Pick up the article on health coverage for a new baby below and keep it going after its final sentence.

══ Document section ══

It’s not just you and your spouse you need to think about when it comes to health care now. You’ve got a new addition whose best interests you need to factor in.
Take a close look at your insurance. If you and your spouse still have individual coverage, it’s time to compare who has the best insurance for your baby:
Make sure to add your baby to your insurance as soon as he/she is born. Most insurance companies give you a 30-day grace period, but it never hurts to double-check this before the birth. And notify your employer, along with your insurance company, as soon as possible after the baby is born.
A flexible spending arrangement, better known as a flexible spending account (FSA), allows you to set aside a portion of your paycheck each pay period into a special account. This money is non-taxable and can be used toward approved medical expenses like doctor co-pays, prescriptions and most over-the-counter medications. It’s like a tax-free medical savings account.

═══
══ Source material ══

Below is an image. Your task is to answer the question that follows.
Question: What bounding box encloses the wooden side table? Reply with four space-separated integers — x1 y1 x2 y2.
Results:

═══
══ Source material ══

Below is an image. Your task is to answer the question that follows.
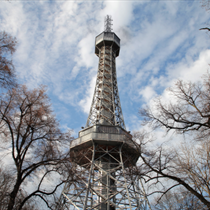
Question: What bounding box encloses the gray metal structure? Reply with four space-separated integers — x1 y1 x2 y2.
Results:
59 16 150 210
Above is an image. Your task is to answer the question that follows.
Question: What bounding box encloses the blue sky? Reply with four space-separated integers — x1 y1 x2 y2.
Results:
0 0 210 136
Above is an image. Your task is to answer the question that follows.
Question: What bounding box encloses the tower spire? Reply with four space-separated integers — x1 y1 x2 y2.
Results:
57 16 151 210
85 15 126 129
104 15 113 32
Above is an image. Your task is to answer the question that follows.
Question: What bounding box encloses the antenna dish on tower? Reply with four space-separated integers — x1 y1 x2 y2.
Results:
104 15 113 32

═══

Task response:
An FSA is usually set up one of two ways. You either pay for the expense, fill out paperwork and get reimbursed or your company may offer an FSA card that can be used like a credit/debit card at the doctor or pharmacy. The annual limit to the account depends on your employer.
Just remember, your FSA is a “use it or lose it” situation, so plan your contributions carefully. If you’re left with any extra money in the account at the end of the year, it doesn’t carry over into the next year. And if you’re not currently enrolled in the FSA at work, you’ll have to be patient and wait for the next enrollment period.